▶ [Written exercise] Take the line containing "Target: clump of trees" and every line after it to the end of the records, and copy them exactly, excluding pictures.
....
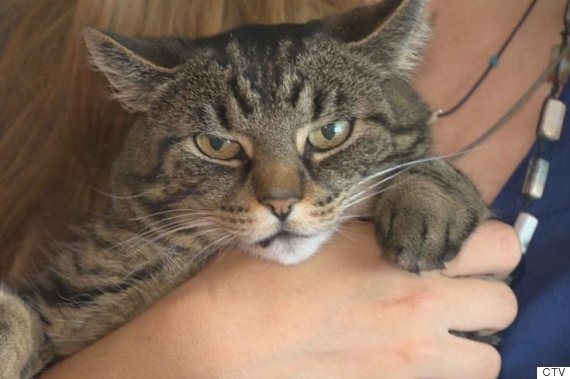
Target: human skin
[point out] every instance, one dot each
(466, 34)
(344, 313)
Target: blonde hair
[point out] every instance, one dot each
(58, 132)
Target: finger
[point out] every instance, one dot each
(493, 249)
(477, 304)
(466, 359)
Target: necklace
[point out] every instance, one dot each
(548, 129)
(493, 63)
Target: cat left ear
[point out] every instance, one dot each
(135, 67)
(391, 32)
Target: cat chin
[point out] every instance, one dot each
(289, 251)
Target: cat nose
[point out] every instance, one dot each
(281, 207)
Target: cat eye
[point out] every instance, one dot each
(331, 135)
(218, 147)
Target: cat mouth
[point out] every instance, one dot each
(282, 235)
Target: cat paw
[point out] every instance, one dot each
(422, 227)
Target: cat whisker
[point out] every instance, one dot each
(192, 212)
(118, 197)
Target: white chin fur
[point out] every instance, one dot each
(290, 251)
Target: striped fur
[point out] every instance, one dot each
(267, 88)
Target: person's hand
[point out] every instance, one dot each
(345, 313)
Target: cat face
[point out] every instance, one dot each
(265, 137)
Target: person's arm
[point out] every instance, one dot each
(346, 313)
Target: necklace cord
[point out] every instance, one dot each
(493, 62)
(516, 106)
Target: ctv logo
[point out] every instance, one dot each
(552, 372)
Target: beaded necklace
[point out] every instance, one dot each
(549, 127)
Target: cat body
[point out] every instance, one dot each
(265, 138)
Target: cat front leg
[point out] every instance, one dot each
(425, 215)
(23, 352)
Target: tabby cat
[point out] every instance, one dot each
(265, 138)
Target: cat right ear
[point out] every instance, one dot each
(390, 32)
(136, 67)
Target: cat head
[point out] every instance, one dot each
(265, 136)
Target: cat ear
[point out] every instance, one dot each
(392, 32)
(136, 67)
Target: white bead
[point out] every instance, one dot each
(552, 120)
(525, 226)
(535, 180)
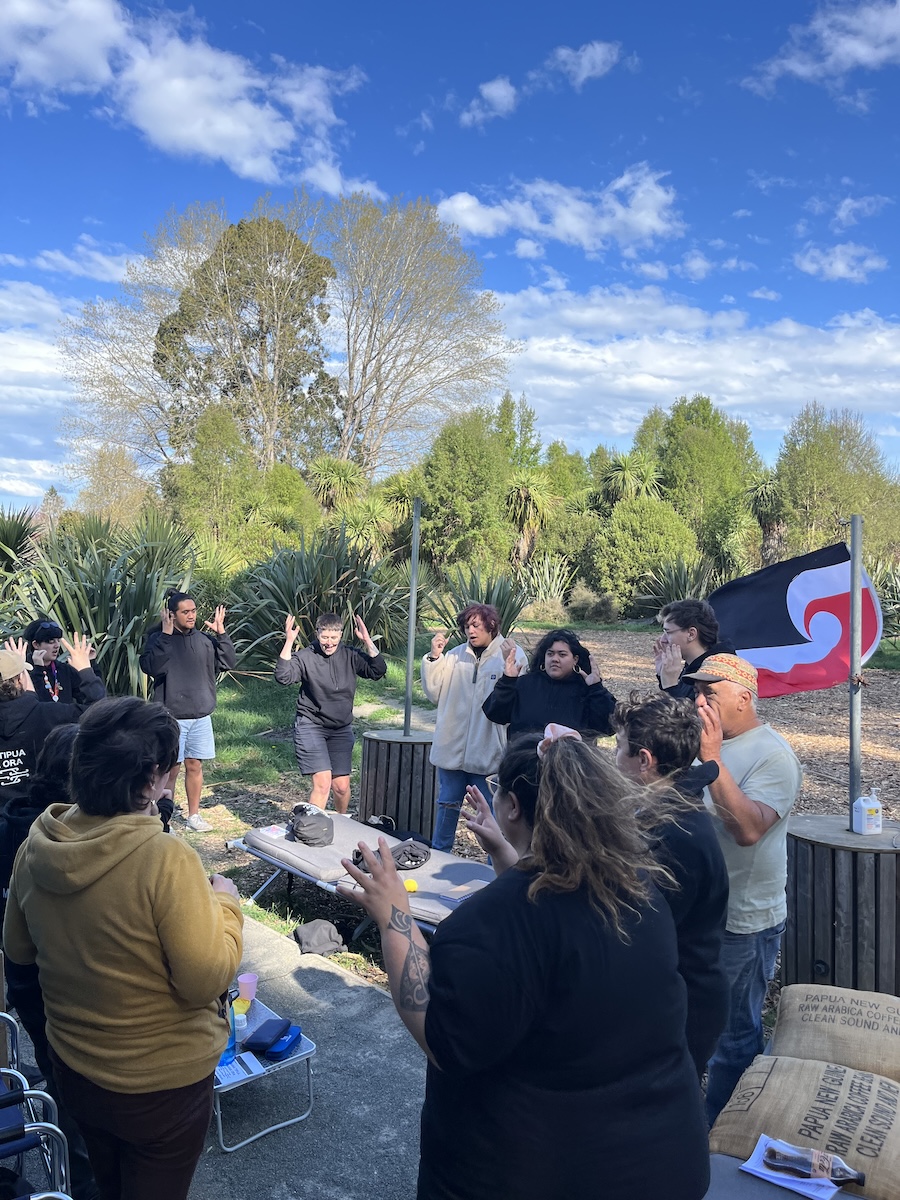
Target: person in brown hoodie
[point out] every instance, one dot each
(133, 946)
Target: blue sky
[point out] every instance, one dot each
(666, 198)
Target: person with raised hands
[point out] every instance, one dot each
(562, 687)
(327, 671)
(25, 721)
(58, 681)
(549, 1003)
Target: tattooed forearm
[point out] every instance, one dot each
(412, 994)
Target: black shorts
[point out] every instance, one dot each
(319, 749)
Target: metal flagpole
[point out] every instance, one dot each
(413, 598)
(856, 653)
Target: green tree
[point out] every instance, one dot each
(706, 463)
(417, 336)
(247, 335)
(629, 477)
(640, 535)
(831, 467)
(651, 433)
(515, 424)
(529, 504)
(465, 493)
(568, 473)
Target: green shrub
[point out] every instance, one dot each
(587, 605)
(469, 585)
(108, 582)
(675, 580)
(639, 537)
(324, 575)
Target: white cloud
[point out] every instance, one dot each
(589, 61)
(593, 364)
(162, 76)
(846, 262)
(497, 97)
(839, 40)
(695, 265)
(851, 209)
(526, 247)
(635, 209)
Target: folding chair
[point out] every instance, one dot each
(19, 1129)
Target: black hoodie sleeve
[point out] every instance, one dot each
(501, 705)
(599, 709)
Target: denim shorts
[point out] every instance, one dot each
(319, 749)
(196, 741)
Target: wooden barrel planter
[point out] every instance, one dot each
(843, 905)
(399, 780)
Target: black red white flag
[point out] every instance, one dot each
(792, 621)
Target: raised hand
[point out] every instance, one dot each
(217, 624)
(510, 667)
(79, 652)
(481, 822)
(669, 665)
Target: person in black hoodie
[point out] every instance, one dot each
(25, 721)
(323, 730)
(183, 663)
(57, 682)
(690, 634)
(657, 741)
(561, 687)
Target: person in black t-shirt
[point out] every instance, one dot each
(657, 741)
(549, 1005)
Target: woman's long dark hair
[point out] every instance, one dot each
(571, 641)
(589, 825)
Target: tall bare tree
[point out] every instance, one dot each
(415, 335)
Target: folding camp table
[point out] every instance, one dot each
(442, 883)
(303, 1051)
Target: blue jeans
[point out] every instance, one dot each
(451, 792)
(749, 963)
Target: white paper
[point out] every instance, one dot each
(817, 1189)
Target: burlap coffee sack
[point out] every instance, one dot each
(859, 1029)
(820, 1104)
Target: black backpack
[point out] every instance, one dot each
(311, 826)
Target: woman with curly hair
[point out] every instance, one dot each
(549, 1005)
(561, 687)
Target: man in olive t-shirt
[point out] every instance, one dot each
(759, 783)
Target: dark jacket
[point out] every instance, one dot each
(328, 682)
(684, 688)
(184, 669)
(78, 688)
(690, 849)
(24, 724)
(529, 702)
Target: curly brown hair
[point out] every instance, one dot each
(589, 825)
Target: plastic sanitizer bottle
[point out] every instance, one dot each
(867, 814)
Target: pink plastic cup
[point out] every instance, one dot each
(247, 985)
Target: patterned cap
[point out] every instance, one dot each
(726, 669)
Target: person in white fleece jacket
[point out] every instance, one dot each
(467, 747)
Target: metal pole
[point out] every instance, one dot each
(856, 653)
(413, 597)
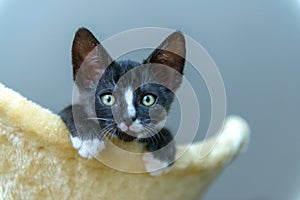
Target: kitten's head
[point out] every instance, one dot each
(131, 100)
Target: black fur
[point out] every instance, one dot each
(112, 81)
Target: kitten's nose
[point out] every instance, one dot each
(129, 121)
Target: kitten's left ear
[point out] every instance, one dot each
(89, 59)
(171, 52)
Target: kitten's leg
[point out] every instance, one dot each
(161, 154)
(85, 135)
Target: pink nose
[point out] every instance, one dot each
(123, 126)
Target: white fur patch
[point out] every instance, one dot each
(88, 148)
(76, 142)
(155, 166)
(129, 101)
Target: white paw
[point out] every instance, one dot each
(155, 166)
(88, 148)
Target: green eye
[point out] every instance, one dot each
(108, 99)
(148, 100)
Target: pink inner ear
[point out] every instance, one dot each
(93, 67)
(170, 52)
(84, 42)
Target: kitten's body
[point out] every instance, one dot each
(120, 93)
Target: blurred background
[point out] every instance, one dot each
(255, 44)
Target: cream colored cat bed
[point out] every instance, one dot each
(38, 161)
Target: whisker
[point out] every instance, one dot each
(102, 119)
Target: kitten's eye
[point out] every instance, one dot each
(148, 100)
(108, 99)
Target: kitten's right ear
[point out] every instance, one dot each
(89, 59)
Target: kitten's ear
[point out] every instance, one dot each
(171, 52)
(89, 58)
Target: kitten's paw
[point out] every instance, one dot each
(154, 165)
(88, 148)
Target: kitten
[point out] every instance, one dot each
(125, 99)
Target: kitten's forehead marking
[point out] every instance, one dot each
(129, 101)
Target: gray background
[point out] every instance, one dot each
(255, 43)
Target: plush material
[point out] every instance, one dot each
(38, 161)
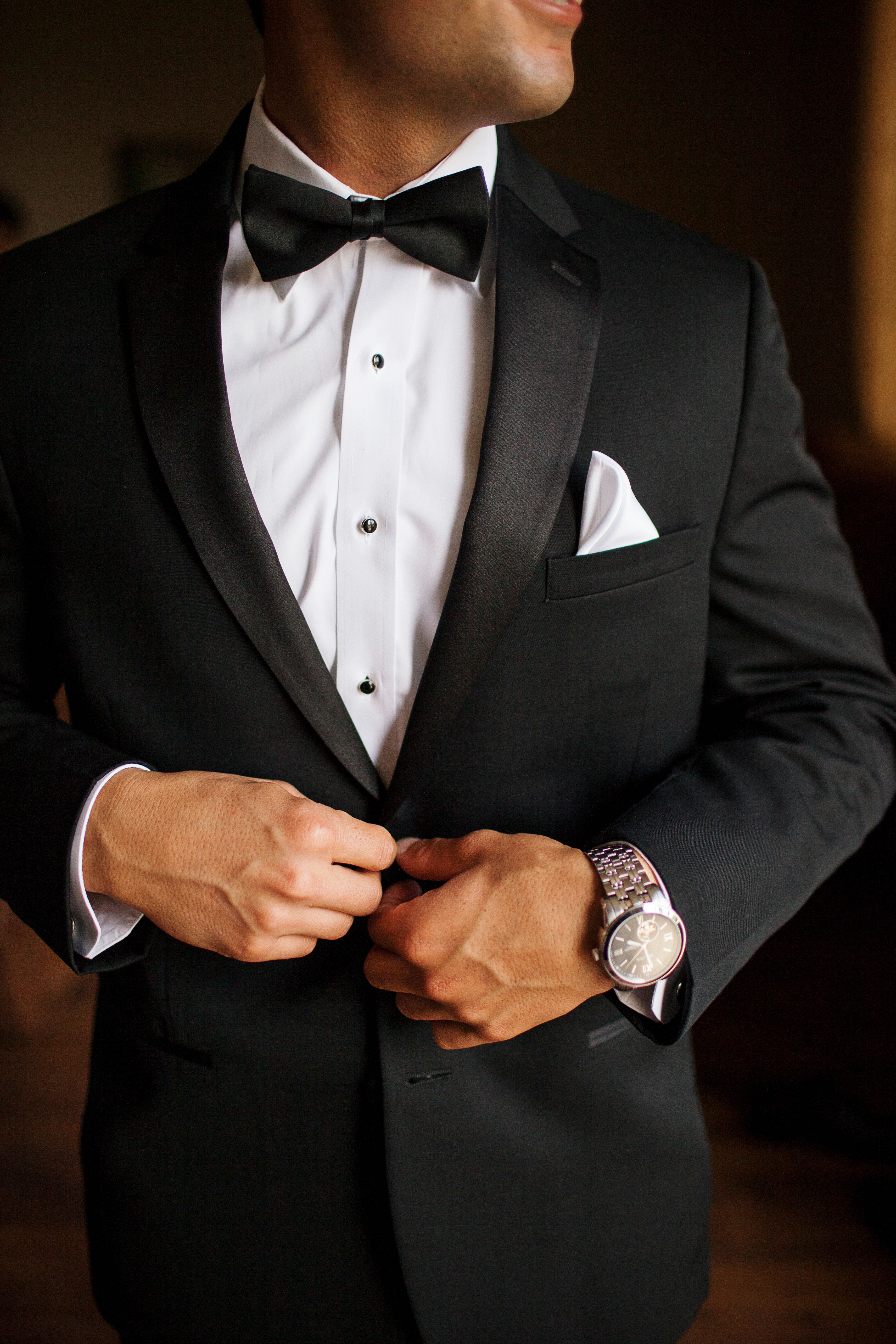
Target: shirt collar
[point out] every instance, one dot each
(272, 150)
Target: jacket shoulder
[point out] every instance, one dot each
(103, 246)
(616, 229)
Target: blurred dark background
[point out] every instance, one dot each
(769, 126)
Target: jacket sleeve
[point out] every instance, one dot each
(46, 768)
(799, 737)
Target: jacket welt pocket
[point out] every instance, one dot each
(586, 576)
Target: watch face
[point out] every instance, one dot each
(644, 948)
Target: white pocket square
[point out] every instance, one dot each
(610, 514)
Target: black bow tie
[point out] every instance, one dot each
(291, 228)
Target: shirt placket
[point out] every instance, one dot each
(371, 448)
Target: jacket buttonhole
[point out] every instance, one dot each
(565, 273)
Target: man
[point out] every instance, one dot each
(300, 488)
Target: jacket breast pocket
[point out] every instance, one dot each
(588, 576)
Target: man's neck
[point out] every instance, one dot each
(367, 135)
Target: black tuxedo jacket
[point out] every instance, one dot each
(717, 697)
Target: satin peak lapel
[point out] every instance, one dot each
(546, 341)
(174, 312)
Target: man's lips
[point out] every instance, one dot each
(567, 13)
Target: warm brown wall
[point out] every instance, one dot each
(81, 77)
(738, 120)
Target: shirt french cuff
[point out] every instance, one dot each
(99, 923)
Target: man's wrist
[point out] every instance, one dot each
(107, 804)
(99, 921)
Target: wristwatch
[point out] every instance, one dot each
(644, 939)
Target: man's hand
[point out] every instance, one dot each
(245, 868)
(503, 947)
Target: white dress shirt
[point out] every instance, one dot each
(330, 437)
(358, 394)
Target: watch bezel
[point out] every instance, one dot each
(661, 908)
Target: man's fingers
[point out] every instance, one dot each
(387, 971)
(456, 1036)
(398, 894)
(437, 861)
(335, 888)
(424, 1010)
(361, 845)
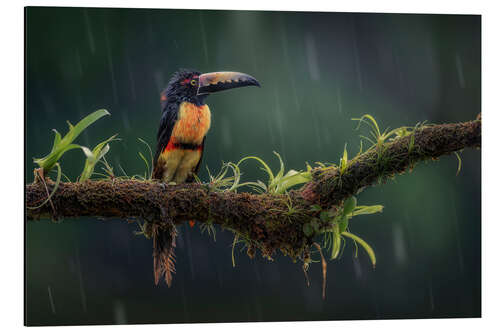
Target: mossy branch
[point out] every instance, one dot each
(266, 221)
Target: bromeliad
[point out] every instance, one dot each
(184, 124)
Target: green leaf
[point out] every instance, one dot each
(282, 166)
(343, 224)
(57, 139)
(93, 157)
(266, 167)
(62, 145)
(315, 225)
(292, 178)
(307, 229)
(364, 244)
(336, 242)
(343, 160)
(364, 210)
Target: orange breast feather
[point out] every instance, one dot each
(192, 125)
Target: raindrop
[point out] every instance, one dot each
(339, 98)
(51, 300)
(83, 296)
(78, 62)
(159, 80)
(110, 65)
(399, 244)
(89, 31)
(203, 37)
(225, 129)
(358, 272)
(458, 63)
(457, 236)
(312, 58)
(119, 313)
(356, 57)
(189, 250)
(279, 121)
(184, 302)
(131, 78)
(431, 295)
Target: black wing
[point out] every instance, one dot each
(167, 122)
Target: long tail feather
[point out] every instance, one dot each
(163, 253)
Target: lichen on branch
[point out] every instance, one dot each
(267, 221)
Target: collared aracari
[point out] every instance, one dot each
(184, 123)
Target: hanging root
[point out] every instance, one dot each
(323, 265)
(163, 252)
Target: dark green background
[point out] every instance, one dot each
(317, 70)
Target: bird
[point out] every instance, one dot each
(184, 124)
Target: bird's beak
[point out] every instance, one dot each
(219, 81)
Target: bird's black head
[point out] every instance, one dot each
(183, 87)
(192, 86)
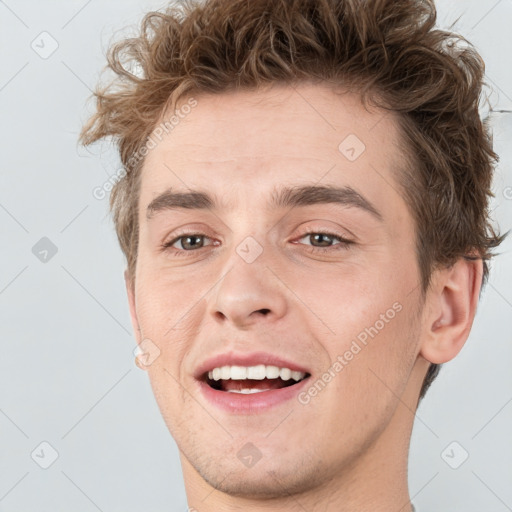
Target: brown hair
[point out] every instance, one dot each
(388, 51)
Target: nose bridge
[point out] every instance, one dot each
(248, 290)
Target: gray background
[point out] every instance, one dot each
(67, 375)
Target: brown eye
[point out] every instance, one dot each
(188, 242)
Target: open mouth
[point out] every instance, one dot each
(252, 379)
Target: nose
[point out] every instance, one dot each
(248, 293)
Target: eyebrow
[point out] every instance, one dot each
(283, 197)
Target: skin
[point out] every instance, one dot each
(347, 448)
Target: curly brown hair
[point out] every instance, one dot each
(387, 51)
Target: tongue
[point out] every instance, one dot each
(229, 384)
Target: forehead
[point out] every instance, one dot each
(252, 140)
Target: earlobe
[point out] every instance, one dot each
(130, 291)
(453, 301)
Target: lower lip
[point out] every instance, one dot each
(254, 402)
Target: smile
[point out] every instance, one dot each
(252, 379)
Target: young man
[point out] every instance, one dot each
(304, 216)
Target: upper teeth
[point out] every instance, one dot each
(258, 372)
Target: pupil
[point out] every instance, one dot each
(193, 244)
(320, 235)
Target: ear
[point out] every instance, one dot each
(452, 298)
(130, 290)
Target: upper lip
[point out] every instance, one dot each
(246, 359)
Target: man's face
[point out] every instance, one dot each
(263, 280)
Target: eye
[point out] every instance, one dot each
(326, 241)
(186, 242)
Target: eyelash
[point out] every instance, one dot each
(343, 245)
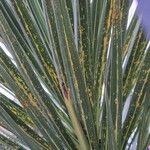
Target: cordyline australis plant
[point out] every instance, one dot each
(81, 75)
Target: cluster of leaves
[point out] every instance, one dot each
(81, 75)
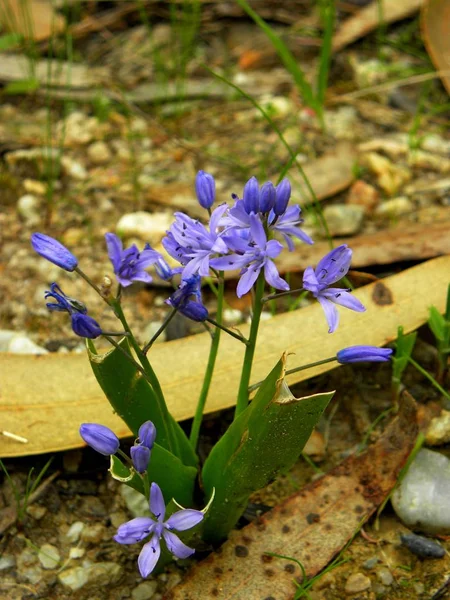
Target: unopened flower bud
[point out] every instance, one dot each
(100, 438)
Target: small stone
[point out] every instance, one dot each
(438, 432)
(99, 153)
(21, 344)
(145, 590)
(357, 582)
(344, 219)
(36, 511)
(93, 534)
(49, 556)
(73, 535)
(28, 208)
(385, 576)
(6, 562)
(149, 227)
(390, 177)
(421, 498)
(363, 194)
(33, 186)
(395, 207)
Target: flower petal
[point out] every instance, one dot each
(184, 519)
(331, 313)
(157, 505)
(176, 546)
(149, 556)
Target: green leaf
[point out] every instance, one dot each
(133, 399)
(264, 441)
(438, 325)
(175, 479)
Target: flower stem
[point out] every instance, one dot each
(242, 399)
(198, 417)
(167, 320)
(241, 338)
(297, 369)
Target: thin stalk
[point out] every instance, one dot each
(198, 417)
(242, 399)
(241, 338)
(297, 369)
(167, 320)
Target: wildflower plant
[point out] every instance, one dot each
(267, 434)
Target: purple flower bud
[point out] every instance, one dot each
(147, 434)
(363, 354)
(205, 188)
(251, 196)
(283, 190)
(163, 269)
(140, 455)
(267, 197)
(53, 251)
(100, 438)
(85, 326)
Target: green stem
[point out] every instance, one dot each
(242, 399)
(297, 369)
(431, 379)
(167, 320)
(198, 417)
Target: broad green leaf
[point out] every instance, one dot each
(175, 479)
(133, 399)
(264, 441)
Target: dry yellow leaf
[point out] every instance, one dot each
(45, 398)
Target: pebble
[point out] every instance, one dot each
(74, 532)
(438, 432)
(103, 573)
(99, 153)
(357, 582)
(28, 207)
(421, 498)
(344, 219)
(395, 207)
(145, 590)
(385, 576)
(149, 227)
(36, 511)
(422, 546)
(363, 194)
(93, 534)
(390, 177)
(49, 556)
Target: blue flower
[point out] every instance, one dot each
(100, 438)
(53, 251)
(82, 324)
(363, 354)
(138, 529)
(189, 242)
(330, 269)
(180, 299)
(129, 264)
(252, 255)
(205, 188)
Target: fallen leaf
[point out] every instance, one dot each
(435, 23)
(45, 398)
(34, 19)
(312, 526)
(370, 17)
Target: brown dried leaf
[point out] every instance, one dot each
(435, 21)
(368, 18)
(312, 526)
(46, 398)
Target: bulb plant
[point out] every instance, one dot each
(267, 434)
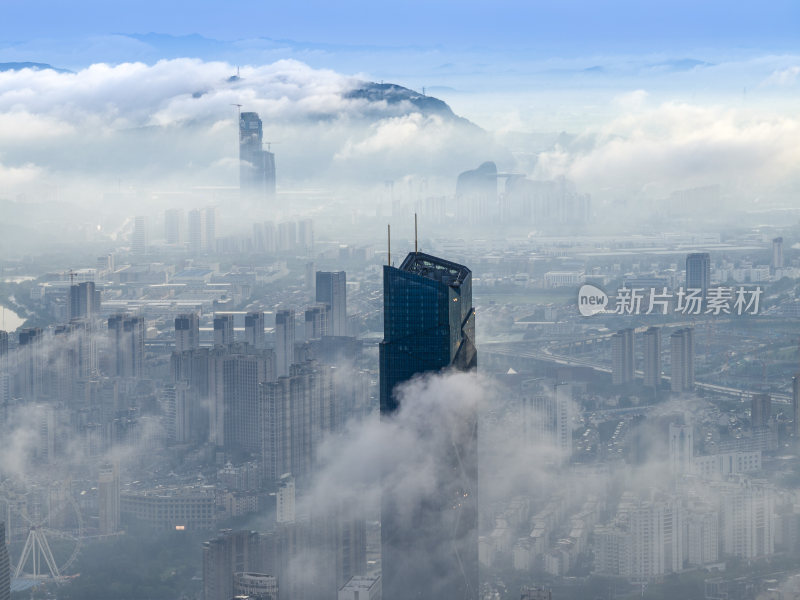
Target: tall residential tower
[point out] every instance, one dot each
(256, 165)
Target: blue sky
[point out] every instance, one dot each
(657, 95)
(533, 28)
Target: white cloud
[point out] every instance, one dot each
(787, 76)
(678, 145)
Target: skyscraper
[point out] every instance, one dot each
(284, 341)
(223, 330)
(760, 410)
(652, 357)
(195, 231)
(332, 291)
(623, 357)
(317, 324)
(172, 225)
(546, 418)
(187, 332)
(430, 549)
(254, 329)
(256, 165)
(796, 407)
(210, 216)
(108, 498)
(84, 300)
(139, 242)
(681, 448)
(126, 334)
(698, 271)
(777, 254)
(682, 359)
(231, 552)
(5, 566)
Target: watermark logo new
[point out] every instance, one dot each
(591, 300)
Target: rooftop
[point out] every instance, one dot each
(438, 269)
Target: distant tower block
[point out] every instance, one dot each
(254, 329)
(698, 271)
(332, 292)
(652, 357)
(187, 332)
(777, 254)
(256, 165)
(223, 330)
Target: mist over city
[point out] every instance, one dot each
(443, 301)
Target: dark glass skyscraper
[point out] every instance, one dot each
(698, 271)
(431, 549)
(256, 165)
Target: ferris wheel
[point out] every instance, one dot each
(51, 520)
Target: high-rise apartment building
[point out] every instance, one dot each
(298, 411)
(195, 231)
(682, 359)
(747, 518)
(243, 371)
(108, 499)
(5, 566)
(231, 552)
(796, 408)
(429, 543)
(361, 588)
(255, 586)
(84, 300)
(317, 323)
(223, 330)
(187, 332)
(698, 271)
(173, 219)
(284, 341)
(126, 335)
(256, 165)
(254, 329)
(652, 357)
(623, 357)
(777, 254)
(139, 241)
(332, 292)
(681, 448)
(210, 228)
(546, 418)
(760, 410)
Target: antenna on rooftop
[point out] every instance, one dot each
(415, 233)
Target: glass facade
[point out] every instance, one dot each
(429, 539)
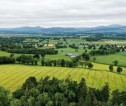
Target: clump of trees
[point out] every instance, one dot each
(60, 63)
(55, 92)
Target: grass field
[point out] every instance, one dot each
(13, 76)
(108, 59)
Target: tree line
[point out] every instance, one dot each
(31, 51)
(55, 92)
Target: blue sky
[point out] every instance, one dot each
(62, 13)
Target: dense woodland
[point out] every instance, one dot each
(54, 92)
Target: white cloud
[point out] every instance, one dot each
(64, 13)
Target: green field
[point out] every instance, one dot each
(13, 76)
(108, 59)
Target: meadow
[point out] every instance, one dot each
(13, 76)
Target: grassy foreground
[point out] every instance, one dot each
(13, 76)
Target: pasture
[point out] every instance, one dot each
(13, 76)
(108, 59)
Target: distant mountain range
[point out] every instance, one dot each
(54, 30)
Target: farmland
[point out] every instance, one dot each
(13, 76)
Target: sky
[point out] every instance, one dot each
(62, 13)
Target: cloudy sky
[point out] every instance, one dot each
(62, 13)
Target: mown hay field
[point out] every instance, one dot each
(13, 76)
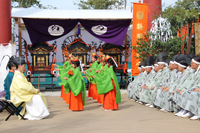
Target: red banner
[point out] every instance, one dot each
(140, 22)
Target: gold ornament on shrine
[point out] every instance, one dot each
(140, 15)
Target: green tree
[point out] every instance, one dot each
(181, 12)
(26, 3)
(100, 4)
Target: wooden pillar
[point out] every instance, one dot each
(155, 6)
(5, 21)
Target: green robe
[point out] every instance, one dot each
(76, 84)
(63, 69)
(65, 74)
(105, 83)
(92, 73)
....
▶ [The response]
Target: clump of trees
[point out] every instance, one dot each
(60, 63)
(55, 92)
Target: grass field
[point out] every instance, one dot each
(13, 76)
(108, 59)
Target: tree line
[point out] every instance, one dot each
(31, 51)
(55, 92)
Target: blue sky
[point out] every instance, one dot each
(62, 13)
Target: dense woodland
[point out] every instance, one dot each
(54, 92)
Target: white cloud
[point out] every instance, one dot each
(64, 13)
Target: green field
[point out] every instance, one dot each
(13, 76)
(108, 59)
Target: meadow
[point out] every instance, one dot each
(13, 76)
Target: grassy foreground
[point out] every instance, one dot each
(13, 76)
Target: pasture
[point out] every instance, one dot each
(13, 76)
(108, 59)
Target: distant mountain range
[point out] every instance, one dot each
(54, 30)
Target: farmland
[point out] every instance, one dot each
(13, 76)
Target: sky
[point out] every instance, one dot each
(62, 13)
Target: cloudy sky
[point out] every instance, one dot each
(62, 13)
Target: mown hay field
[point out] every instance, one dot each
(13, 76)
Target: red banner
[point out] every instance, one dot each
(140, 22)
Target: gold ornament on shrine
[point out] every instance, one dot each
(140, 15)
Target: green tree
[point out] every instance, one dot each
(181, 12)
(26, 3)
(100, 4)
Target: wooden pillar
[point out] every instance, one dot each
(155, 6)
(5, 21)
Target: green robe
[point out] every instance, one dot each
(76, 84)
(63, 69)
(65, 74)
(105, 83)
(92, 73)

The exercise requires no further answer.